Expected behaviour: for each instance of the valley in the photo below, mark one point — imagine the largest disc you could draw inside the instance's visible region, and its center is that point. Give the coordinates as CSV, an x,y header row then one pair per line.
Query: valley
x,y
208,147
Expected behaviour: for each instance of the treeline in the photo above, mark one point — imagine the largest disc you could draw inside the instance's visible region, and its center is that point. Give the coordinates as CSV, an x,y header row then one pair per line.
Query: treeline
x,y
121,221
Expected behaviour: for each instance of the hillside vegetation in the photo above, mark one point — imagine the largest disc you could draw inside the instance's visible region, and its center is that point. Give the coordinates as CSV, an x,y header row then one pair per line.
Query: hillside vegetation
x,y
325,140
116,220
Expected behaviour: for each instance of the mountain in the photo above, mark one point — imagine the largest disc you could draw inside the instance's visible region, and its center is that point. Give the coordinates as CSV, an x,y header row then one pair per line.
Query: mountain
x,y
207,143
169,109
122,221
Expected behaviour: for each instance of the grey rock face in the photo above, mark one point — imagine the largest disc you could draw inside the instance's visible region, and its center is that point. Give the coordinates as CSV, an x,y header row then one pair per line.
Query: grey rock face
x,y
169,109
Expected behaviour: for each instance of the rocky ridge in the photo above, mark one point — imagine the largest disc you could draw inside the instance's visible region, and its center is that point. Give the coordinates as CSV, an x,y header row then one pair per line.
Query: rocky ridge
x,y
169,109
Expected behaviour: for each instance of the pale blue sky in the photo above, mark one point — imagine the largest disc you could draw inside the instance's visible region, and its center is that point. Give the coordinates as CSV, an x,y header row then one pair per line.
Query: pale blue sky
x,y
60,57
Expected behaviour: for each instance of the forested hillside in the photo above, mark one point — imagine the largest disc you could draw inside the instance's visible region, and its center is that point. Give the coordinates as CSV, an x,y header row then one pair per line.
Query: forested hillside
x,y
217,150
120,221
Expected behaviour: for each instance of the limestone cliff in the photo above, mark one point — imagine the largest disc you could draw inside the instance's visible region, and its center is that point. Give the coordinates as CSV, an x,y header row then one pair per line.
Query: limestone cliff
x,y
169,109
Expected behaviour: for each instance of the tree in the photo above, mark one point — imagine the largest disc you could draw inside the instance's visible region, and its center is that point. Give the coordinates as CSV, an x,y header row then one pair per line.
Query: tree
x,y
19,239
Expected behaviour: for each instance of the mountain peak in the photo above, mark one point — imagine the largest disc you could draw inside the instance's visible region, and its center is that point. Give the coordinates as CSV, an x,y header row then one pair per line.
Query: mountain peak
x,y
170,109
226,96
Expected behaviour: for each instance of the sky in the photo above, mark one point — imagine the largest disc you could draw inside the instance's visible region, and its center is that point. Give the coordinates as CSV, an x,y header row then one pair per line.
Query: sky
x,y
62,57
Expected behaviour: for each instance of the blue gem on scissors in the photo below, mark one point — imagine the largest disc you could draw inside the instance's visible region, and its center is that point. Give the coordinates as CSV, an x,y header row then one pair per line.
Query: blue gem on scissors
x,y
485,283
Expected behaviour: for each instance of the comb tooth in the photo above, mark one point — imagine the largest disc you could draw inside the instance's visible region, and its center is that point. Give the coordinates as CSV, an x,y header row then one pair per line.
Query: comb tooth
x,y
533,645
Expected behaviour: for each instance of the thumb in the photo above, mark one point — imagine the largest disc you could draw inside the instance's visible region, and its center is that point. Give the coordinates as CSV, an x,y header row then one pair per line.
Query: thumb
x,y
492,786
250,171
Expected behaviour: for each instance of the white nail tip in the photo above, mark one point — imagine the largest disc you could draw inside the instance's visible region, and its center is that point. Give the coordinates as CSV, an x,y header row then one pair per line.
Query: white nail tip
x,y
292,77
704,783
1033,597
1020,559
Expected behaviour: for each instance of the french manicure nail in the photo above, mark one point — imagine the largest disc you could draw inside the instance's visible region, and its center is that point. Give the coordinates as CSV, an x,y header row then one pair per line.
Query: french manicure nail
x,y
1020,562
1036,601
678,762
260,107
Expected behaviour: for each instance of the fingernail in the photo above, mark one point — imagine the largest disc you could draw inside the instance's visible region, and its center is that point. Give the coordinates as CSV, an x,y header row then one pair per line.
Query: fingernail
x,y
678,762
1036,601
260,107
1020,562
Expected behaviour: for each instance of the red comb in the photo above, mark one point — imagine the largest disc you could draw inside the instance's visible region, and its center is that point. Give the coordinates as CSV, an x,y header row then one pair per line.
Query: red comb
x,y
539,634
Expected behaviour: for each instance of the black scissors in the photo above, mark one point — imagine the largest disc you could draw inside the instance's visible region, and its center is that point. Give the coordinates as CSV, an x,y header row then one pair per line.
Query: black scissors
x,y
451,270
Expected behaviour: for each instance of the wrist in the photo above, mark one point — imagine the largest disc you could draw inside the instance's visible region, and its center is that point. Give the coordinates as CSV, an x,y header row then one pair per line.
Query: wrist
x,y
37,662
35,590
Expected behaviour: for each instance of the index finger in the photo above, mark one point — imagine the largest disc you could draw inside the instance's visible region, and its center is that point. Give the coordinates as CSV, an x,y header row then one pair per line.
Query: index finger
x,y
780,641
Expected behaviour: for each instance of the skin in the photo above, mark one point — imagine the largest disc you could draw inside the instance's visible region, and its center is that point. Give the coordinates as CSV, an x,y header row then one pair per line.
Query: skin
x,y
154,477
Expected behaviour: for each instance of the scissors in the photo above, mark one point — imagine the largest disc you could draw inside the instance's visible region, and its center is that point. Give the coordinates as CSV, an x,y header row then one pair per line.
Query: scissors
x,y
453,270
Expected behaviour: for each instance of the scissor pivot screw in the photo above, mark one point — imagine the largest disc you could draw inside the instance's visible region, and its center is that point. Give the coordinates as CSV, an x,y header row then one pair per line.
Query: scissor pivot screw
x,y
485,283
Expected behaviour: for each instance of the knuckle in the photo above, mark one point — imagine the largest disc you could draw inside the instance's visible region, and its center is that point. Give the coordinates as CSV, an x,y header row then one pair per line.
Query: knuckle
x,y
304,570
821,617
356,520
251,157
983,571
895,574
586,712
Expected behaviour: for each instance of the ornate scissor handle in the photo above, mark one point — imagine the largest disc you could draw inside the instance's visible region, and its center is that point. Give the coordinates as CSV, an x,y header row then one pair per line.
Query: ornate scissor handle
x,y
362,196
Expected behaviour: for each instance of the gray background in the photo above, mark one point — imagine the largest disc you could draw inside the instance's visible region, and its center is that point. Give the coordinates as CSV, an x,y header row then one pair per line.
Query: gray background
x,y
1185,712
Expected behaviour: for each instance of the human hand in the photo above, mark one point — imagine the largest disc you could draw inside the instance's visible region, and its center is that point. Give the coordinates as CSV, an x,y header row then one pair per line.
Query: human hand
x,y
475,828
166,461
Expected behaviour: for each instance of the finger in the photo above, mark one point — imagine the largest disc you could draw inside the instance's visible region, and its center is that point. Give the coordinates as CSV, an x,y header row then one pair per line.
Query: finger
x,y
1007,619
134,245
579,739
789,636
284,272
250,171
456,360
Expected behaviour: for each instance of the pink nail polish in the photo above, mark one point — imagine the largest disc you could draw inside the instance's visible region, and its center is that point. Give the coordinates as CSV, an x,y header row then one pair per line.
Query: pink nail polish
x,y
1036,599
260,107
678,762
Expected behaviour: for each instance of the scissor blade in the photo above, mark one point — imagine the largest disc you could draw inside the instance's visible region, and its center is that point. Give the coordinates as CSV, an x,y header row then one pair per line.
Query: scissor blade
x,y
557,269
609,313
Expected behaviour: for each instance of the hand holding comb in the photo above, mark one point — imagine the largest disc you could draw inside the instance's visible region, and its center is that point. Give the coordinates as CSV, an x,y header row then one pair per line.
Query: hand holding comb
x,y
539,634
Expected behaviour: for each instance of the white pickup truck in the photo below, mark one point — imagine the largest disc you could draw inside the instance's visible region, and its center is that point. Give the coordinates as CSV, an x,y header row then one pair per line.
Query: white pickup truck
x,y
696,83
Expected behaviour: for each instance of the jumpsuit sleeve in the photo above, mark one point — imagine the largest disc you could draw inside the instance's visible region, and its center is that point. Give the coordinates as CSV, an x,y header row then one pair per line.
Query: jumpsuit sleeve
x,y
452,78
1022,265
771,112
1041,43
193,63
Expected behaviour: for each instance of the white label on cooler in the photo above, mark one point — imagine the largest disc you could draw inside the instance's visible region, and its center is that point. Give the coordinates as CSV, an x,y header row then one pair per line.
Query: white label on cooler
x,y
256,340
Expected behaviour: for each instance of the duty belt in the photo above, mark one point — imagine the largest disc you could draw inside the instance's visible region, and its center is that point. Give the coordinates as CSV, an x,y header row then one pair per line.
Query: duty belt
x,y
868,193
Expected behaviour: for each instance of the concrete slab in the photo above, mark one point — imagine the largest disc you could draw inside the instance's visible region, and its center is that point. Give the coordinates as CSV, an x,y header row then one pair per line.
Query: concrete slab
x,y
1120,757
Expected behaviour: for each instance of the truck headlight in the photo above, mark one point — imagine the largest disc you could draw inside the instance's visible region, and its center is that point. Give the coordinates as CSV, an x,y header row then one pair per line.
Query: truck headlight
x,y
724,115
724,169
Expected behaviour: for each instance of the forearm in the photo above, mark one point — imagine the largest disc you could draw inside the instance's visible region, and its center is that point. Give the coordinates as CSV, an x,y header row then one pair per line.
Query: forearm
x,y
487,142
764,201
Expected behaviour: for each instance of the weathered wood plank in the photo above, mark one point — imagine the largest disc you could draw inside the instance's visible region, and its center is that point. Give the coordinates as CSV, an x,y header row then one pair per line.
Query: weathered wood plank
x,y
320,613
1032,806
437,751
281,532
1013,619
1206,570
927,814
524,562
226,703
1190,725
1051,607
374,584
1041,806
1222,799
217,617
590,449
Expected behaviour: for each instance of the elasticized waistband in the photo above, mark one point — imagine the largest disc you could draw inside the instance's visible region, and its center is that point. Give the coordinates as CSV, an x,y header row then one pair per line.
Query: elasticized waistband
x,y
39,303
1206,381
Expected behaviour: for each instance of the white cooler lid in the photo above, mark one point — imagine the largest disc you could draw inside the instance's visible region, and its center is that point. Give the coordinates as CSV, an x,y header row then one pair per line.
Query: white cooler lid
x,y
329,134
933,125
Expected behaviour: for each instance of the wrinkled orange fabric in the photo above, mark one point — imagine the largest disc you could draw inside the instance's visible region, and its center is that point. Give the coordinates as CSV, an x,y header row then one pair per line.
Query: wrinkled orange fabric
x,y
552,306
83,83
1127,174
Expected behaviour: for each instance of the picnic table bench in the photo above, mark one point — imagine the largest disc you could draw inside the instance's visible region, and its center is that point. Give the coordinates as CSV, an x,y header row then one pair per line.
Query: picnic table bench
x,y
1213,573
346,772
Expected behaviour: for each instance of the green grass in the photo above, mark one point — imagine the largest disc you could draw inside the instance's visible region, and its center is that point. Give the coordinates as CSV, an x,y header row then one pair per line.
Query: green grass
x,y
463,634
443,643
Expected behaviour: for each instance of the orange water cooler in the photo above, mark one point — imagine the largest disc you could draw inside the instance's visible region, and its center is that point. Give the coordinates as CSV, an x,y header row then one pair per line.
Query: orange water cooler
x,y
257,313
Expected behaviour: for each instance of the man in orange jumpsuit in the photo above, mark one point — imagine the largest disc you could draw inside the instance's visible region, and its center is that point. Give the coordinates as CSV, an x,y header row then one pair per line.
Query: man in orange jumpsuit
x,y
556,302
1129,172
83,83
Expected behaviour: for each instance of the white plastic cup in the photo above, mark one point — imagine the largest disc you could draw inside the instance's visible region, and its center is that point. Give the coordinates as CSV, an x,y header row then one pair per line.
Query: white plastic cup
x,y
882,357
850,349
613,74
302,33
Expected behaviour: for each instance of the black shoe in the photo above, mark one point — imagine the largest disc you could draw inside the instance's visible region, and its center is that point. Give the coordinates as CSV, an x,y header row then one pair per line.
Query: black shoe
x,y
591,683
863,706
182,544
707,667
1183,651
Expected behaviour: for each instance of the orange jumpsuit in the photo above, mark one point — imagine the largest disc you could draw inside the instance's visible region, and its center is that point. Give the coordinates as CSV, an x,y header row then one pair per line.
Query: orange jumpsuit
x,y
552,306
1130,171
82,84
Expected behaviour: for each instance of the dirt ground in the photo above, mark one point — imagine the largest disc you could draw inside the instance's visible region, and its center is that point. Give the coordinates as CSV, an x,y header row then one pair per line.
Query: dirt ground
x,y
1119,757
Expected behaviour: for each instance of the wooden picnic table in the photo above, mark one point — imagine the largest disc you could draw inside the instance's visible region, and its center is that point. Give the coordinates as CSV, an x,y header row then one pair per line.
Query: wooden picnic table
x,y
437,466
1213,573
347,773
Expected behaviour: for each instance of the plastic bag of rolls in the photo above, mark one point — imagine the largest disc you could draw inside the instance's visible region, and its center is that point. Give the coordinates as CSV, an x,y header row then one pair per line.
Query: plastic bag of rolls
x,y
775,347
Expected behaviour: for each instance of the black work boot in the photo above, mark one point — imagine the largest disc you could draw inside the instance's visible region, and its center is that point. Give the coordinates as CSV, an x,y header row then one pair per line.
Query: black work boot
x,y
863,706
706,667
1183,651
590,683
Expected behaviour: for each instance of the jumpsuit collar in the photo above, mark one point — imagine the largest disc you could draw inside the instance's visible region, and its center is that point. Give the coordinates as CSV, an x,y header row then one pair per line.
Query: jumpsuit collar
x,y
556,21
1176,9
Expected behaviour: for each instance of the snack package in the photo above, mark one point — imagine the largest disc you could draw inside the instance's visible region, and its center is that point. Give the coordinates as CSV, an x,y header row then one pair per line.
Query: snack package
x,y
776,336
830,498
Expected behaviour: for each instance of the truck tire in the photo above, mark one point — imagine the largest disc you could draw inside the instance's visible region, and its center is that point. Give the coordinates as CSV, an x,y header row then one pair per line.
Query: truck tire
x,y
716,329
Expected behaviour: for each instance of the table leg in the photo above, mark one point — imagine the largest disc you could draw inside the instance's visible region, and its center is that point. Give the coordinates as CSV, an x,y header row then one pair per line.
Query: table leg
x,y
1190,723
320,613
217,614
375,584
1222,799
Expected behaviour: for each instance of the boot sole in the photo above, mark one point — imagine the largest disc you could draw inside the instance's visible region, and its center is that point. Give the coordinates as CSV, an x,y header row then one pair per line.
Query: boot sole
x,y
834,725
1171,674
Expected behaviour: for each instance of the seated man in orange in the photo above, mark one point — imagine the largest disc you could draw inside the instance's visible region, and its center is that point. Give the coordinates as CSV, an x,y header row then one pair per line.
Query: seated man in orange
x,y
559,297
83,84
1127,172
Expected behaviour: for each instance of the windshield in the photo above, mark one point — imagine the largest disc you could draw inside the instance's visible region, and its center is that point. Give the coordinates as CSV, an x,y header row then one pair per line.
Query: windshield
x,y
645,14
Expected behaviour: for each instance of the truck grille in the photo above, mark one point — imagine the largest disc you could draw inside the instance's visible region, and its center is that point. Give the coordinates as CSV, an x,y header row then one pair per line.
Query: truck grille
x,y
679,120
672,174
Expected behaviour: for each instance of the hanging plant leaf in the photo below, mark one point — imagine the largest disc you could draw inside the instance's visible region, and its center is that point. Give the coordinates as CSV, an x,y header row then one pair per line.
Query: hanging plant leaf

━━━━━━━━━━

Each line above where the word "plant" occurs should be returned in full.

-- ANSWER FOR THIS EXERCISE --
Expected behaviour: for each instance of the hanging plant leaf in the photo below, mark one point — imagine the largest disc you could draw inside the instance's visible region, and its center is that point. Give the coordinates as CSV, an x,y header row then one pair per line.
Query: hanging plant leaf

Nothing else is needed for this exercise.